Identify every line in the records that contains the word "floral", and copy each of those lines.

===== Supplied records =====

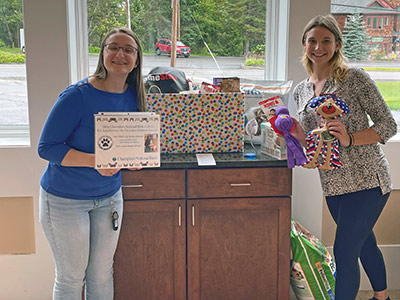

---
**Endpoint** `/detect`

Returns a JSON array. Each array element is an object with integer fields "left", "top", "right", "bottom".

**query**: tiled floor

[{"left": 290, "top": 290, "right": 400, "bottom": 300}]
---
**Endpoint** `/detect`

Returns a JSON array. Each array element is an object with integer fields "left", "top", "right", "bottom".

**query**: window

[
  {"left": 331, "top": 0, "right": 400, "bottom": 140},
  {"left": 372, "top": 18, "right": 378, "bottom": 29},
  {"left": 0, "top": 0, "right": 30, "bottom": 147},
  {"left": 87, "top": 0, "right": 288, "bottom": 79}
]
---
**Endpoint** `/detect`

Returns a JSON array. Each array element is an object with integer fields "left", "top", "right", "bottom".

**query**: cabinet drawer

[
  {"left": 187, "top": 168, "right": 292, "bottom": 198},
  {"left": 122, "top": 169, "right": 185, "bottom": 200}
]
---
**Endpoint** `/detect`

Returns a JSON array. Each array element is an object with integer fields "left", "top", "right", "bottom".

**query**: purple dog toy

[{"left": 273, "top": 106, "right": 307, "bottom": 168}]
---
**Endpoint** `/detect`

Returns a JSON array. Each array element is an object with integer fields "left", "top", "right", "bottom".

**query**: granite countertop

=====
===== Supplied records =====

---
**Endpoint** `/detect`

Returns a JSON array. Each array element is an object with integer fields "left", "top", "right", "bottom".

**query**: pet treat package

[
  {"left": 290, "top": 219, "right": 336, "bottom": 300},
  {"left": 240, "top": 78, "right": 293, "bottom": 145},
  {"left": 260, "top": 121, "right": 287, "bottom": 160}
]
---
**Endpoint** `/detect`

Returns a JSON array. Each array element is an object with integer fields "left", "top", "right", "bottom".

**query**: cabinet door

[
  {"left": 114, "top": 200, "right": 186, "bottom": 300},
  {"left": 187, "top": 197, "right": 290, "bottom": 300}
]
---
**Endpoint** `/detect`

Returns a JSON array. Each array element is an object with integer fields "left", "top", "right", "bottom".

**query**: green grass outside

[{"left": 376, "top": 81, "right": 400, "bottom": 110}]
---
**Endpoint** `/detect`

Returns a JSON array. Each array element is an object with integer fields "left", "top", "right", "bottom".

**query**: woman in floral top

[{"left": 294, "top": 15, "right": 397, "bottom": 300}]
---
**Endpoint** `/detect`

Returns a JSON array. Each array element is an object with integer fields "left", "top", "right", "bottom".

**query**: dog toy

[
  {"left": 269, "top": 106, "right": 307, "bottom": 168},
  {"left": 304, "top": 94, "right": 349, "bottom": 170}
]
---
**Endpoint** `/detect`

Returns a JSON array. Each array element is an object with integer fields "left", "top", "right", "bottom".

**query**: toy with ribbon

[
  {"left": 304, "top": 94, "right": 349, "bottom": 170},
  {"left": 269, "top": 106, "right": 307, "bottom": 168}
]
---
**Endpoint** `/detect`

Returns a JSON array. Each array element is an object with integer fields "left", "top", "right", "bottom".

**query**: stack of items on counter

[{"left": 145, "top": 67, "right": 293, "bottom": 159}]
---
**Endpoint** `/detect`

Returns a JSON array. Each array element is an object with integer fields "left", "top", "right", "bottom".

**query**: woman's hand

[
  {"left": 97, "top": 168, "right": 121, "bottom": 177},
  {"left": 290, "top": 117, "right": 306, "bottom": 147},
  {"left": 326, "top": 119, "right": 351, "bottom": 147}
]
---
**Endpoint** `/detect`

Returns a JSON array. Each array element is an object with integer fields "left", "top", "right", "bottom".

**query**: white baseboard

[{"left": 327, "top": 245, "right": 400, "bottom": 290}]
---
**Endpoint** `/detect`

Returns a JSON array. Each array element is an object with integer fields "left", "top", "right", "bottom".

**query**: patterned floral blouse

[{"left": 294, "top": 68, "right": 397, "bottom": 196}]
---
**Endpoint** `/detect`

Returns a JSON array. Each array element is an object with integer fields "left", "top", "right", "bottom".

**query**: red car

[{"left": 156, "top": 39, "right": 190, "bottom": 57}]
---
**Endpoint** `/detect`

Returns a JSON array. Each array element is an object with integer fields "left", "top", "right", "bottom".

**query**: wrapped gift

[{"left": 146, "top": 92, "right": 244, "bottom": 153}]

=====

• _Exercise response_:
**query**: woman in floral top
**query**: patterned floral blouse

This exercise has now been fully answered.